(Beginning of Data to process)

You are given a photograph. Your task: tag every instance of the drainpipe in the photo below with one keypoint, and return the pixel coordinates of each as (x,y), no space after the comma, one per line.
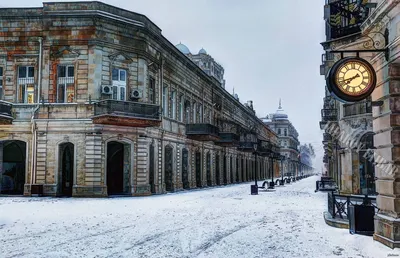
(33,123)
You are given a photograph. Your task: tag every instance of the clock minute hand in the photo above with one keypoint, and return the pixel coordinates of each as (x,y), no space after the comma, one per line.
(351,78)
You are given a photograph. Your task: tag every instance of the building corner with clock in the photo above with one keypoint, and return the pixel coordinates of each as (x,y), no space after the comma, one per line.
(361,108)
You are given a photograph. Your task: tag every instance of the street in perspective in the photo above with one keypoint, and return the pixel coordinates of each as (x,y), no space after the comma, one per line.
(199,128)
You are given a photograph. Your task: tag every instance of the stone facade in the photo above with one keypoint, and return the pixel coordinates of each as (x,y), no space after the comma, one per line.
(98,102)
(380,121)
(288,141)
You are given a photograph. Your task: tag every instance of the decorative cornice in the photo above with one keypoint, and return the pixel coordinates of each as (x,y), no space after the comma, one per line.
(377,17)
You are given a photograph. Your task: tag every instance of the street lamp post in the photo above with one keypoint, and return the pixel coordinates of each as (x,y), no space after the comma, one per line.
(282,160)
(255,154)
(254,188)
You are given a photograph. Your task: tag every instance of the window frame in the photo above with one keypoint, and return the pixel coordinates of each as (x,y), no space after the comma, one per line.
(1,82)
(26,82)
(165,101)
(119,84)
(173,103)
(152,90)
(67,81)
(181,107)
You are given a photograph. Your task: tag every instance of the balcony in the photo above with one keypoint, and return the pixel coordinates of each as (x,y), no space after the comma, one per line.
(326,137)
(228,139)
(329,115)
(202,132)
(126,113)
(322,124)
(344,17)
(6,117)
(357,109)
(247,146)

(End of Data to process)

| What to produce |
Could you print the lines above, exactly as written, from the line containing "of the window" through the final one?

| Answer for the task |
You are given a photograph. Your task: tag every instance of the window frame in the photo above with one keypoint, and return the pixel coordinates of each as (x,y), no space after the comma, one per line.
(1,82)
(26,82)
(165,101)
(119,84)
(173,103)
(152,90)
(67,81)
(181,107)
You are given a photograph. Your task: tag every instance of the balcony in the photo above with one keypoint, and return the pixel coordinates of each as (x,y), no space after the comma, one per line.
(326,137)
(228,139)
(329,115)
(202,132)
(126,113)
(322,124)
(344,17)
(6,117)
(357,109)
(247,146)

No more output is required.